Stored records
[Start of section]
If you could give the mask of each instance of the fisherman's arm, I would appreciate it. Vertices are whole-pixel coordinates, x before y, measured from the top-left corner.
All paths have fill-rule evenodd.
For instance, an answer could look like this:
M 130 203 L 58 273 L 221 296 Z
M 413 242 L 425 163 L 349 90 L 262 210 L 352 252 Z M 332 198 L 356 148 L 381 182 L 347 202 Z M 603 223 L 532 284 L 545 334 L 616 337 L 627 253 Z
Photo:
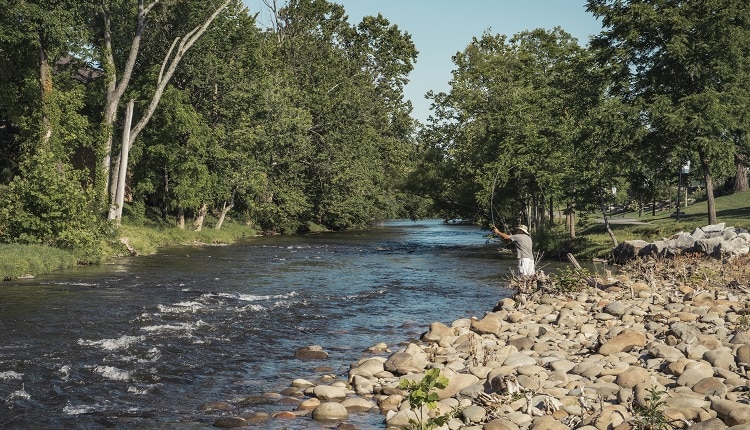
[End of section]
Work to be completed -> Report the number of lines in the records that include the string "instance", and write no other words.

Response box -> 2